Acentuando a crise do carnaval, a Prefeitura cortou novamente pela metade as verbas de subvenção, atrasando também a data do repasse. A empresa de transporte por aplicativo não renovou o patrocínio, mas, agindo como “Salvador da Pátria”, o governo do Estado do Rio de Janeiro conseguiu um aporte financeiro de uma empresa de energia elétrica, que entrou na conta das escolas quinta-feira após o carnaval. Ciente das dificuldades, a Portela se preparou para mais uma vez disputar o campeonato. No concurso de sambas, a obra composta por Jorge do Batuke, Valtinho Botafogo, Rogério Lobo, Beto Aquino, Claudinho Oliveira, José Carlos, Zé Miranda, D´Souza e Araguaci caiu nas graças dos portelenses, que a plenos pulmões berravam o slogan “Axé sou Eu”. Era a primeira vitória desta parceria, para a alegoria especialmente de Jorge do Batuke, que, após vencer o concurso de samba de terreiro, consagrava-se finalmente como autor de samba-enredo oficial da Portela.
Terceira escola a desfilar na segunda-feira de carnaval, a comissão de frente exaltou a religiosidade de Clara Nunes. Eram as guerreiras de Iansã, que abriam os caminhos da Portela na avenida, numa exibição que contava com a participação especial da cantora Mariene de Castro. A exibição rendeu o prêmio Estandarte de Ouro, embora as notas não tenham sido as desejadas. Vestida de Clara Nunes, a porta-bandeira Lucinha Nobre emocionou a todos, apresentando-se mais uma vez com Marlon Lamar, que representava a Águia, símbolo da Portela. O bailado da Águia e do Sabiá foi um dos grandes destaques daquele desfile, rendendo os 40 pontos, ou seja, a nota máxima em todas as cabines de jurados. O carro abre-alas trazia uma floresta com araras e sabiás, reproduzindo o som ambiente dos pássaros, numa alusão à brasilidade do álbum “As forças da natureza”. No alto, a grande Águia planava na avenida.
No segundo setor, o enredo abordava a “brasilidade de Madureira”, com as fantasias remetendo ao carnaval de 1924, o mesmo em que Tarsila do Amaral, após visitar Madureira, teria se inspirado no coreto local para fazer sua pintura. Uma das alas foi desenhada por Jean Paul Gautier, firmando uma inédita parceria entre um grande estilista e uma artista do carnaval carioca. O segundo carro era uma reprodução do mencionado quadro, com a “Torre Eiffel suburbana” apinhada de foliões num grande baile de carnaval. Fundada em 1923, o ano de 1924 marcou também o primeiro carnaval da história da Portela, fato que inspirou a fantasia do segundo casal de mestre-sala e porta-bandeira, Yuri Souza e Camylla Nascimento, que desfilou representando o “primeiro carnaval da Portela”.

+ + +

■ O QUE FAZER
1. No trecho sobre o desfile da Portela, que prêmio a comissão de frente recebeu?
2. Por favor, prolongue o trecho sobre o desfile da Portela a partir de onde ele termina.
Não é preciso consultar o material.

+ + +

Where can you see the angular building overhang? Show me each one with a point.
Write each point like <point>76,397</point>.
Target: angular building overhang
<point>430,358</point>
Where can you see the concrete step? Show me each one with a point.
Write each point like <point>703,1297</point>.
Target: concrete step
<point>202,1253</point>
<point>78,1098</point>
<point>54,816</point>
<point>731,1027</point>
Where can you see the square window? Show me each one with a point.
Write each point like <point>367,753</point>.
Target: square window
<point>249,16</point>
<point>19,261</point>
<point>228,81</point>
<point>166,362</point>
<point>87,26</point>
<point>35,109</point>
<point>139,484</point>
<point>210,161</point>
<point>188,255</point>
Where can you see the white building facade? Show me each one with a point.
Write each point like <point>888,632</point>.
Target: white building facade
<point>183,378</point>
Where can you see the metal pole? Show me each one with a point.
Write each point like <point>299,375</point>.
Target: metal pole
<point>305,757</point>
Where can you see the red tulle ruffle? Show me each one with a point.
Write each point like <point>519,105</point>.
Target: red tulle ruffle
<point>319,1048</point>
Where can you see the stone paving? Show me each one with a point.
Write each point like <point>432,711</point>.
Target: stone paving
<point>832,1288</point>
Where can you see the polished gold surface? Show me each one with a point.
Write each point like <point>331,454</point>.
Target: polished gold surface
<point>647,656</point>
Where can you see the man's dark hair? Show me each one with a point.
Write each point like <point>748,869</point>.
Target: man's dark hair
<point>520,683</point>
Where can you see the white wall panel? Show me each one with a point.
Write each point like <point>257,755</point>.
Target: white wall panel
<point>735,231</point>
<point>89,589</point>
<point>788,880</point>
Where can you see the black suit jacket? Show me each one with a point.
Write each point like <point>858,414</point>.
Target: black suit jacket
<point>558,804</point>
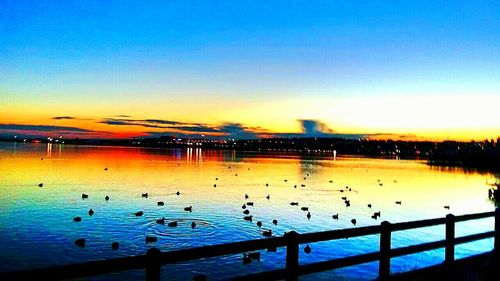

+ + +

■ RESPOSTAS DADAS
1. O prêmio Estandarte de Ouro.

2.
O terceiro setor apresentava a “Brasilidade mineira”, ou seja, a influência que a terra natal de Clara Nunes exerceu sobre seu estilo musical. As fantasias faziam referência às manifestações culturais e festas populares do interior do Estado de Minas Gerais, sobretudo do município de Caetanópolis, onde a artista nasceu e passou a infância. Um tripé com grandes carretéis de linhas, em que as componentes, coreografadas pela dupla João e Dani, encenavam estarem tecendo na avenida, lembrava o primeiro emprego de Clara, como tecelã numa fábrica de tecidos. Emmanuel Lima e Rosilaine Queriroz, terceiro casal de mestre-sala e porta-bandeira, desfilaram representando as festas folclóricas de Minas. A alegoria que fechava o setor expôs o contraste entre uma simplória igrejinha e a riqueza do barroco, trazendo, na parte frontal, representando os pais de Clara Nunes, o casal Glória Pires e Orlando Moraes.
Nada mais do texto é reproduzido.